▸ **Your objective**:
Convert the lines below into a JSON list of strings, one string per line, skipping blank lines. Leave the pictures out.

Object location annotation data

----------------------------------------

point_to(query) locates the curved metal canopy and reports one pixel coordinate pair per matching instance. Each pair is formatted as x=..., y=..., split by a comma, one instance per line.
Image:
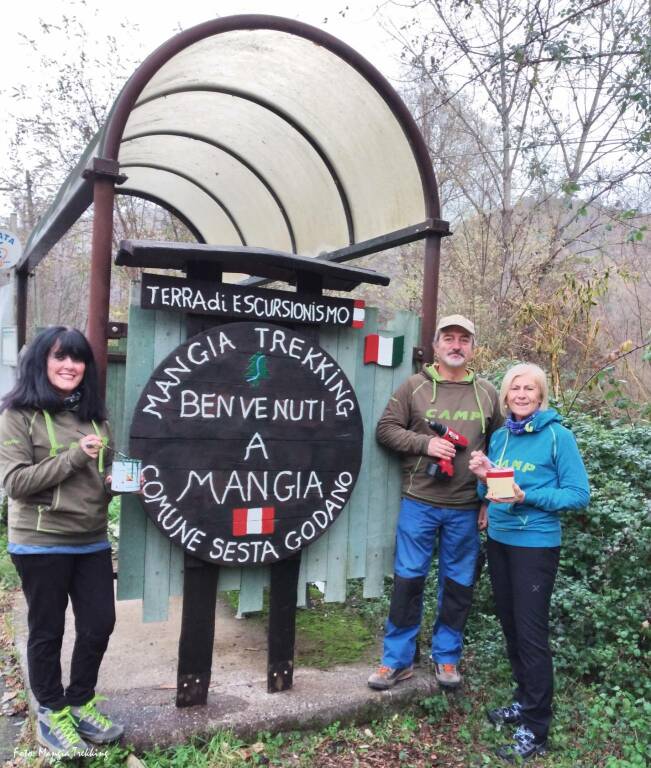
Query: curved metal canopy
x=261, y=131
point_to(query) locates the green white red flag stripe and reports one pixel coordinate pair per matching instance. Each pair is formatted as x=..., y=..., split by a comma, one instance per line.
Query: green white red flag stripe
x=253, y=520
x=383, y=350
x=359, y=313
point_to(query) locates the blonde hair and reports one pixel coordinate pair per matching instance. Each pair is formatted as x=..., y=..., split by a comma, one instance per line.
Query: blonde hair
x=539, y=376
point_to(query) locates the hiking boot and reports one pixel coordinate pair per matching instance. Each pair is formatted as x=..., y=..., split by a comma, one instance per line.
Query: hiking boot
x=387, y=677
x=93, y=725
x=57, y=732
x=523, y=747
x=447, y=675
x=511, y=715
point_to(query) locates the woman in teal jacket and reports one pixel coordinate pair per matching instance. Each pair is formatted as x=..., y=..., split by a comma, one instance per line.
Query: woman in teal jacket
x=524, y=537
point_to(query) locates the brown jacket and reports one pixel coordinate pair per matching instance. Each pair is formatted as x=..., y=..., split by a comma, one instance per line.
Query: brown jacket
x=56, y=492
x=470, y=407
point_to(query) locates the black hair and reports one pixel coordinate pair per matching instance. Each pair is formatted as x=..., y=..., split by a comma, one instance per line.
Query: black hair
x=33, y=388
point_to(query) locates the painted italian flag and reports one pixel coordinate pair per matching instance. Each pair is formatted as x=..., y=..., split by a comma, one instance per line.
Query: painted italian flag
x=383, y=350
x=358, y=313
x=253, y=520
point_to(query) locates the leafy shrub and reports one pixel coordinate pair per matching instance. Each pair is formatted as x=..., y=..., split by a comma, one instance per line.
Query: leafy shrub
x=600, y=608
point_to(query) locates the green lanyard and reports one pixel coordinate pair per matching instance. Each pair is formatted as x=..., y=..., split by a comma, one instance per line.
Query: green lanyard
x=55, y=447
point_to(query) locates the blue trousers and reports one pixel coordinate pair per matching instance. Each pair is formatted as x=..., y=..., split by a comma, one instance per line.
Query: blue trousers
x=420, y=529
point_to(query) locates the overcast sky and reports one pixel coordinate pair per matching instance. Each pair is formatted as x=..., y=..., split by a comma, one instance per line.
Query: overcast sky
x=354, y=21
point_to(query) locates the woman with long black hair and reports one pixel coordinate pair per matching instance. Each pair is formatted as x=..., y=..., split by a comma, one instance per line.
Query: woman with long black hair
x=54, y=469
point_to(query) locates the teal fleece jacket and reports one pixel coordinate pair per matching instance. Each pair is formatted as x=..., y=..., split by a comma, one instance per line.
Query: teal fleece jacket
x=549, y=469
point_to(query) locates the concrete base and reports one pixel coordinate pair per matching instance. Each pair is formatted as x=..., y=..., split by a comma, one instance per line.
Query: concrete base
x=139, y=677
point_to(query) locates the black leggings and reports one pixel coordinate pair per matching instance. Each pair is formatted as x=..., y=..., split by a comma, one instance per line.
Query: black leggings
x=47, y=582
x=523, y=579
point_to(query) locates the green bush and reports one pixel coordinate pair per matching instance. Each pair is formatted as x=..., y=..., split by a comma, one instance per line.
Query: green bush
x=600, y=608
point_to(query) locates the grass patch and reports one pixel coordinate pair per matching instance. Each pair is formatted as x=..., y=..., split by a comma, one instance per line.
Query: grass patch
x=327, y=634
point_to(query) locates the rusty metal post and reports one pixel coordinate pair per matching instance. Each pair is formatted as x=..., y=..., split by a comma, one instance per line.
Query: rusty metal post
x=105, y=173
x=430, y=293
x=21, y=308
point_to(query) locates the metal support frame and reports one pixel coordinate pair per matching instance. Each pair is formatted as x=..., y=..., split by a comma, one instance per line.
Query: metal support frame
x=105, y=174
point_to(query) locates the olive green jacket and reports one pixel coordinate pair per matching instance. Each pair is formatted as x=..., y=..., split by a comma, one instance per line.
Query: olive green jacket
x=57, y=493
x=470, y=407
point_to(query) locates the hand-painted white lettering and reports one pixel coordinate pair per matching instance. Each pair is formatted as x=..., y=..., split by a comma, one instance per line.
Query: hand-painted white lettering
x=189, y=404
x=207, y=478
x=256, y=443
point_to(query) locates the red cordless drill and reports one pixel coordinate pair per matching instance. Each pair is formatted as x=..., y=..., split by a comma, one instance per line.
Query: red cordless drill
x=443, y=469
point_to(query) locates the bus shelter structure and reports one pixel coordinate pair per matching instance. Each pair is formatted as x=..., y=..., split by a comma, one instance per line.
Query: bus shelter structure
x=257, y=132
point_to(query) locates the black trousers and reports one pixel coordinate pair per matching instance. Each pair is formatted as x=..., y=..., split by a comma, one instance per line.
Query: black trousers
x=523, y=579
x=48, y=581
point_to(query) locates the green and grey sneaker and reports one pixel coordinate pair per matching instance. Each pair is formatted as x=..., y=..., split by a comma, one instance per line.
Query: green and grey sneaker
x=57, y=732
x=93, y=725
x=387, y=677
x=511, y=715
x=523, y=747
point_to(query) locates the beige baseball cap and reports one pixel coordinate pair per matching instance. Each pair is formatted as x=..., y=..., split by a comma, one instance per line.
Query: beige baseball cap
x=460, y=320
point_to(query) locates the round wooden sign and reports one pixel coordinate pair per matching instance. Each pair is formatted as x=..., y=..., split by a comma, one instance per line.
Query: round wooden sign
x=251, y=441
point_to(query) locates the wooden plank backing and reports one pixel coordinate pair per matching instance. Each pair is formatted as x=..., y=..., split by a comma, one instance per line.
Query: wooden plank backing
x=359, y=545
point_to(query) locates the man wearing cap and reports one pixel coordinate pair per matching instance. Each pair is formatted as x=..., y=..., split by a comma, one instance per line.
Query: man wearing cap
x=437, y=511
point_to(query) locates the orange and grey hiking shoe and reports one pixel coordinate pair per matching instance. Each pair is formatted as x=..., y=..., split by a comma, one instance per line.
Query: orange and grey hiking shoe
x=387, y=677
x=447, y=675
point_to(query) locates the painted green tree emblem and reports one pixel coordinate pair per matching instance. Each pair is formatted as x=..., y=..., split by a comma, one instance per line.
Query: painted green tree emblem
x=256, y=371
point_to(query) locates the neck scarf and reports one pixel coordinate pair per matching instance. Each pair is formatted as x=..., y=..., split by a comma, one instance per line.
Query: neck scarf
x=520, y=427
x=71, y=403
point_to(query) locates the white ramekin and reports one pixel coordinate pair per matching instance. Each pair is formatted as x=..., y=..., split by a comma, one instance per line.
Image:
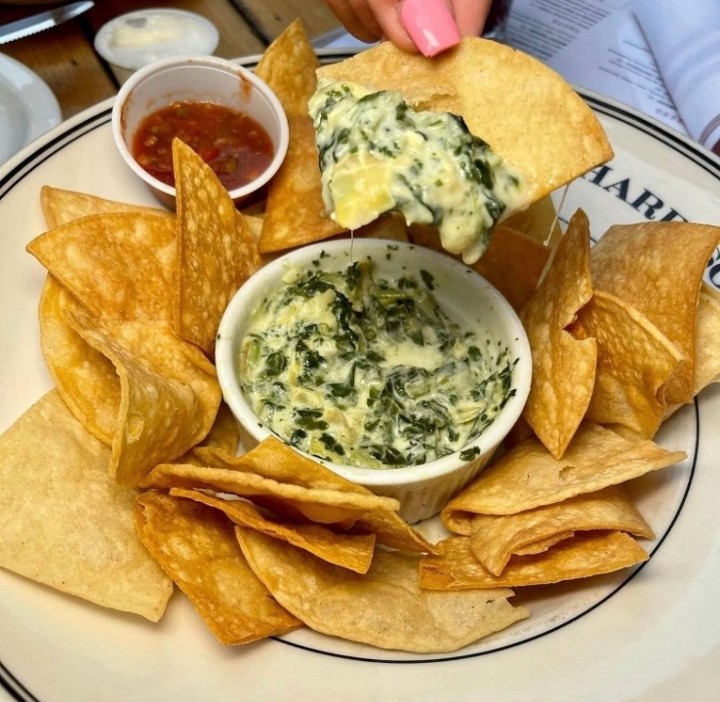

----------------------------------------

▸ **Answer to this exercise**:
[
  "point_to(query) locates the curved metal canopy and reports one pixel coordinate pair per matching instance. Each pair is formatted as x=..., y=..., split by a comma, one instance per line.",
  "Image:",
  "Query: curved metal canopy",
  "x=261, y=131",
  "point_to(query) locates the green white red flag stripe and reports one pixel coordinate pair per matching instance. Each pair is formatted as x=..., y=..., split by a comma, one instance per line.",
  "Query: green white red flag stripe",
  "x=253, y=520",
  "x=383, y=350",
  "x=359, y=313",
  "point_to(query) locates the blonde hair and reports one pixel coordinate pair per matching instance. Each pair is formatted as x=..., y=..., split by a comma, one instance per line.",
  "Query: blonde hair",
  "x=539, y=376",
  "point_to(query) locates the hiking boot and reports one pixel coordinate pair per matching instance. Each pair is formatted as x=..., y=..., split by a comma, one instance per line.",
  "Query: hiking boot",
  "x=387, y=677",
  "x=93, y=725",
  "x=57, y=732",
  "x=523, y=747",
  "x=447, y=675",
  "x=511, y=715",
  "point_to(query) locates the woman in teal jacket and reports one pixel coordinate pair per matching instance. Each pair is formatted as x=..., y=..., split by a comma, one instance per line.",
  "Query: woman in teal jacket",
  "x=524, y=537",
  "point_to(query) locates the brown jacket and reports one pixel coordinate pair per matching instance. Each pair is formatted as x=..., y=..., split by a comma, one instance per line.",
  "Query: brown jacket",
  "x=56, y=492",
  "x=470, y=407",
  "point_to(query) locates the black hair and reports one pixel coordinate pair per matching instance. Each pair is formatted as x=..., y=..., split by a comma, one instance per line.",
  "Query: black hair",
  "x=33, y=388",
  "point_to(query) locates the painted italian flag and reports one pixel coordinate pair per matching instance. Each pair is formatted as x=..., y=..., split by a comma, one instance per line.",
  "Query: painted italian flag",
  "x=383, y=350",
  "x=358, y=313",
  "x=253, y=520",
  "point_to(query) locates the leafy shrub and reports one pixel coordinate pair per matching instance. Each pair is formatted as x=..., y=..., split by a comma, one instance per line.",
  "Query: leafy shrub",
  "x=600, y=608",
  "point_to(query) locates the green lanyard and reports one pixel coordinate pair per matching instance. Each pair is formatted as x=..., y=..., split by a comma, one instance per line.",
  "Query: green lanyard",
  "x=55, y=447",
  "point_to(query) locates the blue trousers and reports one pixel coordinate pair per matching instance. Each pair is formatted as x=..., y=..., split by a comma, one instance per line.",
  "Query: blue trousers",
  "x=420, y=529",
  "point_to(query) locates the overcast sky and reports one pixel coordinate pair per matching instance. Each pair is formatted as x=..., y=..., split by a comma, one instance per line.",
  "Query: overcast sky",
  "x=354, y=21",
  "point_to(query) locates the woman with long black hair and reports one pixel coordinate pair per matching instance. Each pair is formatted as x=..., y=..., split by a comma, one instance per line.",
  "Query: woman with long black hair",
  "x=54, y=469",
  "point_to(query) locates the teal fleece jacket and reports one pixel coordinate pair per matching instance. Each pair is formatted as x=..., y=..., split by a comma, one instance per line.",
  "Query: teal fleece jacket",
  "x=549, y=469",
  "point_to(query) locates the concrete base and reports one pixel coordinate pair per matching instance. Each pair is formatted as x=..., y=..., split by a comma, one instance per line.",
  "Query: concrete base",
  "x=139, y=677",
  "point_to(query) locates the black leggings and reports one pixel coordinate pair per matching instance. Each pair is formatted as x=..., y=..., split by a comma, one instance per line.",
  "Query: black leggings",
  "x=47, y=582",
  "x=523, y=579",
  "point_to(query) locates the green bush and reports one pixel coordinate pair per matching instance. Each pair is formatted as x=..., y=..., split by a comma, one instance per line.",
  "Query: green bush",
  "x=600, y=608",
  "point_to(query) locates the grass patch and reports one pixel coordinate pair per matching instance. Each pair is formatted as x=..., y=..., split by a comma, one instance per line.",
  "Query: grass patch",
  "x=327, y=634",
  "point_to(query) locates the rusty metal post and reports one pixel coordinate pair per matching instance. Each pair is formatted as x=..., y=..., split by a comma, one instance per line.",
  "Query: rusty metal post",
  "x=105, y=173",
  "x=430, y=293",
  "x=21, y=308",
  "point_to(query) locates the metal support frame and reports one pixel coordinate pair per matching instance. Each pair is formatted as x=..., y=..., split by a comma, one instance per line.",
  "Query: metal support frame",
  "x=105, y=174",
  "point_to(query) locates the olive green jacket and reports one pixel coordinate pair per matching instance. Each pair is formatted as x=..., y=..., split by a comma, one instance per line.",
  "Query: olive green jacket",
  "x=57, y=493",
  "x=470, y=407",
  "point_to(query) locates the hand-painted white lettering and reports one pixel coordinate pair per matching instance. Each pair is formatted as x=..., y=..., split by a comma, one instance per line.",
  "Query: hand-painted white lettering",
  "x=189, y=404",
  "x=207, y=478",
  "x=256, y=443",
  "point_to(query) locates the red cordless drill and reports one pixel coordinate pair per matching instance. Each pair is formatted as x=..., y=..., split by a comma, one instance per line.",
  "Query: red cordless drill",
  "x=443, y=469",
  "point_to(query) locates the bus shelter structure and reports one pixel coordinate pair per matching instance. Each pair is formatted as x=..., y=..., split by a comma, one instance per line.",
  "Query: bus shelter structure",
  "x=257, y=132",
  "point_to(query) locates the black trousers and reports one pixel coordinate pair per matching instance. Each pair is formatted as x=..., y=..., split by a comma, one instance per line.",
  "Query: black trousers",
  "x=523, y=579",
  "x=48, y=581",
  "point_to(query) locates the green and grey sneaker and reports one pixel coordinate pair per matching instance. Each pair is formatted as x=..., y=..., split by a comma, one instance per line.",
  "Query: green and grey sneaker",
  "x=57, y=732",
  "x=93, y=725",
  "x=387, y=677",
  "x=511, y=715",
  "x=523, y=747",
  "point_to(query) locates the beige baseball cap and reports one pixel coordinate pair per matching instance. Each pair is formatted as x=..., y=..., split by a comma, one instance per line.",
  "Query: beige baseball cap",
  "x=460, y=320",
  "point_to(query) locates the round wooden sign and reports one pixel coordinate pair per matching instance. Each pair is formatted as x=..., y=..., split by a comma, one instance per line.",
  "Query: round wooden sign",
  "x=251, y=441",
  "point_to(query) locates the wooden plank backing and reports one pixel coordinate pair per matching instance. Each pair is formatted as x=..., y=..., split by a comma, one instance per line.",
  "Query: wooden plank backing",
  "x=359, y=545",
  "point_to(query) locates the man wearing cap and reports one pixel coordinate pair per matching instance. Each pair is formatted as x=..., y=..., split by a comma, one instance per line.",
  "Query: man wearing cap",
  "x=437, y=511",
  "point_to(query) locates the orange and grey hiking shoe and reports one pixel coordinate pair per matching instance. Each pair is formatted as x=..., y=..., split by a comma, one instance per line.",
  "Query: orange and grey hiking shoe",
  "x=387, y=677",
  "x=447, y=675",
  "point_to(query) locates the painted green tree emblem and reports one pixel coordinate pair per matching instance. Each pair is formatted as x=..., y=..., split by a comma, one instance per line.",
  "Query: painted green tree emblem",
  "x=256, y=371",
  "point_to(query) locates the neck scarf and reports one pixel coordinate pair per matching instance. Each pair is formatted as x=..., y=..., split by a comma, one instance per line.",
  "Query: neck scarf",
  "x=520, y=427",
  "x=71, y=403",
  "point_to(query) locates the white ramekin and reports one pixel coordinate pair per matching instance. Each pair is formatted as x=..., y=..., split by a comma, one instance per line.",
  "Image:"
]